§ PASSAGE FOR REVIEW:
[Start of Attachment]
United States District Court, S.D. Indiana, New Albany Division

December 4, 2019




         Ronald David Fosnight II owns Paraklese Technologies, Inc. (“Paraklese”), which manufactures “solvent traps”[1] and other firearm-related devices. On June 20, 2017, several Bureau of Alcohol, Tobacco, and Firearms (“ATF”) Agents and Indiana State Police (“ISP”) Officers executed a search of Paraklese's facility and seized Plaintiffs' solvent trap inventory. On June 19, 2019, Mr. Fosnight and Paraklese initiated this lawsuit. On September 23, 2019, the named Defendants filed their Motion to Dismiss, [Filing No. 11], which is now ripe for the Court's decision.


         Standard of Review

         Under Rule 12(b)(6), a party may move to dismiss a claim that does not state a right to relief. The Federal Rules of Civil Procedure require that a complaint provide the defendant with “fair notice of what the . . . claim is and the grounds upon which it rests.” Erickson v. Pardus, 551 U.S. 89, 93 (2007) (quoting Bell Atlantic v. Twombly, 550 U.S. 544, 555 (2007)). In reviewing the sufficiency of a complaint, the Court must accept all well-pled facts as true and draw all permissible inferences in favor of the plaintiff. See Active Disposal Inc. v. City of Darien, 635 F.3d 883, 886 (7th Cir. 2011). A Rule 12(b)(6) motion to dismiss asks whether the complaint “contain[s] sufficient factual matter, accepted as true, to ‘state a claim to relief that is plausible on its face.'” Ashcroft v. Iqbal, 556 U.S. 662, 678 (2009) (quoting Twombly, 550 U.S. at 570). The Court will not accept legal conclusions or conclusory allegations as sufficient to state a claim for relief. See McCauley v. City of Chi., 671 F.3d 611, 617 (7th Cir. 2011). Factual allegations must plausibly state an entitlement to relief “to a degree that rises above the speculative level.” Munson v. Gaetz, 673 F.3d 630, 633 (7th Cir. 2012). This plausibility determination is “a context-specific task that requires the reviewing court to draw on its judicial experience and common sense.” Id.
[End of Attachment]
§ INFORMATION SUPPLIED:
[Start of Attachment]
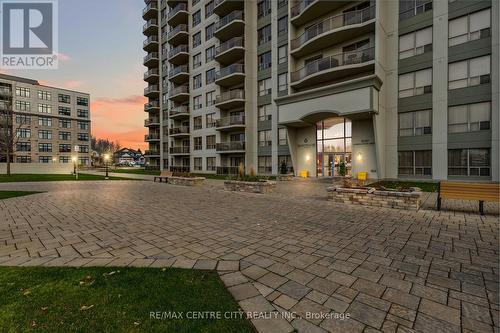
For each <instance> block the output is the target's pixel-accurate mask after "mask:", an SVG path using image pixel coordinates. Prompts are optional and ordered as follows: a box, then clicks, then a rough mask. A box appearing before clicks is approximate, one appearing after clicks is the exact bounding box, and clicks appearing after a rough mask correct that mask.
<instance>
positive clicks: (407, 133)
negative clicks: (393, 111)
mask: <svg viewBox="0 0 500 333" xmlns="http://www.w3.org/2000/svg"><path fill="white" fill-rule="evenodd" d="M431 133H432V127H431V110H422V111H414V112H405V113H400V114H399V136H418V135H424V134H431Z"/></svg>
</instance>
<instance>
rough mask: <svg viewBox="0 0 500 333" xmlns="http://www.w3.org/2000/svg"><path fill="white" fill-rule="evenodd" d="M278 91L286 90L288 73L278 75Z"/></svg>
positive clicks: (287, 79) (282, 90)
mask: <svg viewBox="0 0 500 333" xmlns="http://www.w3.org/2000/svg"><path fill="white" fill-rule="evenodd" d="M278 91H288V73H283V74H279V75H278Z"/></svg>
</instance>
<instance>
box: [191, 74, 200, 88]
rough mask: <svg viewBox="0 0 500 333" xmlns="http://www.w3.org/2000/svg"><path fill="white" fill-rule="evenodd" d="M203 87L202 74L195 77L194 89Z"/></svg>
mask: <svg viewBox="0 0 500 333" xmlns="http://www.w3.org/2000/svg"><path fill="white" fill-rule="evenodd" d="M200 87H201V74H198V75H195V76H193V89H198V88H200Z"/></svg>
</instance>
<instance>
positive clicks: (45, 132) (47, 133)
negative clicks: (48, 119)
mask: <svg viewBox="0 0 500 333" xmlns="http://www.w3.org/2000/svg"><path fill="white" fill-rule="evenodd" d="M38 138H39V139H41V140H52V131H47V130H39V131H38Z"/></svg>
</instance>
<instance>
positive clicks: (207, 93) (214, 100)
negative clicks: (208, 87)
mask: <svg viewBox="0 0 500 333" xmlns="http://www.w3.org/2000/svg"><path fill="white" fill-rule="evenodd" d="M205 97H206V98H205V105H206V106H212V105H214V104H215V91H210V92H207V94H206V95H205Z"/></svg>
[End of Attachment]
§ WORK REQUIRED:
Answer these questions from the court opinion on the solvent trap seizure:
(a) On what date did the ATF agents and Indiana State Police officers search Paraklese's facility?
(b) Under which rule may a party move to dismiss a claim that does not state a right to relief?
(c) Which case does the opinion cite for the point that the Court will not accept legal conclusions or conclusory allegations as sufficient to state a claim?

§ SOLUTION TO THIS EXERCISE:
(a) June 20, 2017
(b) Rule 12(b)(6)
(c) McCauley v. City of Chi., 671 F.3d 611, 617 (7th Cir. 2011)